Revise the data below by replacing every "Pinpoint every" with "Locate each", leaving all other text unchanged.
** Start of DATA FOR THIS TASK **
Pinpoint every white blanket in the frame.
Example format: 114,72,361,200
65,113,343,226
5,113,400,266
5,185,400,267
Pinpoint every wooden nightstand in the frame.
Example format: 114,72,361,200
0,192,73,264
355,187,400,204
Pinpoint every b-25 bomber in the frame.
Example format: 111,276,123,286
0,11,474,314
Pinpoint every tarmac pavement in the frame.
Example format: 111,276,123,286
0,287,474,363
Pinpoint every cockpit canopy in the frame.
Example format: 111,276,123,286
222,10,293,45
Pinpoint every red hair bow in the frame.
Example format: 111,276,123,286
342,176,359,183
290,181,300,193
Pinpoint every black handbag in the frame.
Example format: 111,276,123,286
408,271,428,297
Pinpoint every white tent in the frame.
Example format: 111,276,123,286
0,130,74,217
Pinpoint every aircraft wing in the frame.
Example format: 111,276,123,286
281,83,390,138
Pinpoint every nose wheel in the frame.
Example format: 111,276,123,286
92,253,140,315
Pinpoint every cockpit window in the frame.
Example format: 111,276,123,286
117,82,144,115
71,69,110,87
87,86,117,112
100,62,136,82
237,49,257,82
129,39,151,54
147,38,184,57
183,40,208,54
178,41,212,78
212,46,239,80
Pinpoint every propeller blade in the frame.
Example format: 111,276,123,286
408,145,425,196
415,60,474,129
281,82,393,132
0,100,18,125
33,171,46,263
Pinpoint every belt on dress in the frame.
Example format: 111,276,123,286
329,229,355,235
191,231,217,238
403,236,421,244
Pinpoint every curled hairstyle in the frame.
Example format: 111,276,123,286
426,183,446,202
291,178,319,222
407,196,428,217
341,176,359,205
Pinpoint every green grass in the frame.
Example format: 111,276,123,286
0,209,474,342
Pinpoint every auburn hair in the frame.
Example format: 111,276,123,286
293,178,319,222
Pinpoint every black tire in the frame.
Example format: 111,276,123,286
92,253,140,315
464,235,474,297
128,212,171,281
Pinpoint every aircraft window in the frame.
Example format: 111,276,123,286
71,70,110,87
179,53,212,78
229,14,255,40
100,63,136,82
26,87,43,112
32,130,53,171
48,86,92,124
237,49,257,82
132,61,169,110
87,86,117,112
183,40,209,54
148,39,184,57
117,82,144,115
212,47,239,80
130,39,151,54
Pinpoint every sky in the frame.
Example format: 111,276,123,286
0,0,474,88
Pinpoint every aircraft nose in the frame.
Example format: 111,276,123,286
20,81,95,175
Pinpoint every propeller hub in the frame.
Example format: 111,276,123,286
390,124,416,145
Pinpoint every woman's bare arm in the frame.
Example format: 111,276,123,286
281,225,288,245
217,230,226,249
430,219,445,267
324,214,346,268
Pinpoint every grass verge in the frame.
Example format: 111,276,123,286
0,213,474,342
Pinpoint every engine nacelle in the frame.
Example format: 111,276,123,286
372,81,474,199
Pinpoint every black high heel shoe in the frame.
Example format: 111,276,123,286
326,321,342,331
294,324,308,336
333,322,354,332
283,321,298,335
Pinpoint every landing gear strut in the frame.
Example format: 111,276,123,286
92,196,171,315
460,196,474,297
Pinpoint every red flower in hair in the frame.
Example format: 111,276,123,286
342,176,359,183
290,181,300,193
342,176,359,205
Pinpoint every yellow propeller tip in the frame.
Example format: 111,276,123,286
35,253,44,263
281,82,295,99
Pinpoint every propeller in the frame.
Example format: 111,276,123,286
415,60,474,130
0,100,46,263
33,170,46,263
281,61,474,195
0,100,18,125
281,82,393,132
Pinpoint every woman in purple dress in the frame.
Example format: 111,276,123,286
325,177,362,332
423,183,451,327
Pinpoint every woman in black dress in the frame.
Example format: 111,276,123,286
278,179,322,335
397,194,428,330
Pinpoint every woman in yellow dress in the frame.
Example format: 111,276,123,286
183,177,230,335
** End of DATA FOR THIS TASK **
FINAL RESULT:
Locate each white blanket in the frame.
Example format: 114,72,361,200
65,113,343,226
5,113,400,266
5,185,400,267
Locate each wooden nightstand in the frame.
Example format: 114,72,361,200
0,192,73,264
355,187,400,204
Locate each b-25 bomber in the frame.
Example format: 111,276,123,286
0,11,474,314
Locate each tarmac pavement in the frame.
Example format: 111,276,123,286
0,287,474,363
Locate each cockpit canopy in the frame.
Example format: 111,276,123,286
222,10,293,45
Locate each red hair bow in the frame.
Example format: 111,276,123,286
342,176,359,183
290,181,300,193
Locate each black handbag in the frame.
Example format: 111,276,123,286
408,271,428,297
Locate each white tent in the frame.
Example format: 111,276,123,286
0,130,74,217
Locate each aircraft wing in the frame.
Example format: 111,276,123,286
281,83,390,138
Locate each nose wheel in the frame.
Example format: 111,276,123,286
92,253,140,315
Locate each cockpit window in the frame.
Example format: 111,276,123,286
117,82,144,115
71,69,110,87
87,86,117,112
100,62,136,82
237,49,257,82
129,39,151,54
147,38,184,57
183,40,208,54
178,41,212,78
212,46,239,80
Locate each propeller blade in the frame.
Example format: 111,276,123,286
408,145,425,196
415,60,474,129
281,82,393,132
0,100,18,125
33,171,46,263
Locate each belt on dress in the frame.
Example format: 111,276,123,286
329,229,355,235
191,231,217,238
403,236,421,244
Locate each curled hairstyle in the frame.
Example format: 111,276,123,286
426,183,446,202
291,178,319,222
407,196,428,217
341,176,359,205
Locate each green grass in the frame.
Example format: 111,276,123,286
0,209,474,342
Locate each auburn hair in the frame.
Example format: 111,276,123,286
293,178,319,222
Locate each black tire in the frame.
Example format: 111,276,123,286
92,253,140,315
464,235,474,297
128,212,171,281
Locate each aircraft window in the frame.
Example format: 111,276,123,286
71,70,110,87
179,53,212,78
229,14,255,40
100,63,136,82
26,87,43,112
32,130,53,171
48,86,92,124
237,49,257,82
132,61,169,110
87,86,117,112
183,40,209,54
148,39,184,57
117,82,144,115
212,47,239,80
130,39,151,54
Locate each sky in the frame.
Example format: 111,276,123,286
0,0,474,88
Locate each aircraft nose in the frame.
Example format: 111,276,123,286
20,81,95,175
Locate each propeller hub in the frame.
Example format: 111,276,123,286
390,124,416,145
Locate each woman's bare arm in the frame.
Example format: 111,276,123,286
281,225,288,245
217,230,226,249
430,219,445,267
324,214,346,268
Locate each grass verge in the frame.
Example format: 111,276,123,286
0,213,474,342
Locate each engine nacelle in the frame.
Example format: 111,276,123,286
372,81,474,199
Locate each black high heel shoe in the frame.
Example format: 111,276,123,286
326,321,342,331
294,324,308,336
333,322,354,332
283,321,298,335
Locate each landing gear strut in the frame.
Example format: 111,276,123,286
92,196,171,315
460,196,474,297
Locate each red flower in hair in the frame.
Example format: 111,276,123,286
342,176,359,183
290,181,300,193
342,176,359,205
Locate each yellow propeller tip in the frame.
Example format: 111,276,123,286
35,253,44,263
281,82,295,99
Locate each propeller in the frame.
Example format: 111,276,123,286
415,60,474,130
0,100,46,263
33,170,46,263
281,61,474,195
0,100,18,125
281,82,393,132
Locate each woman in purple dress in the frame.
Example format: 111,276,123,286
325,177,362,332
423,183,451,327
Locate each woman in black dress in the frame.
Example format: 111,276,123,286
278,179,322,335
397,194,428,330
Locate each woman in yellow dress in the frame.
Example format: 111,276,123,286
183,177,230,335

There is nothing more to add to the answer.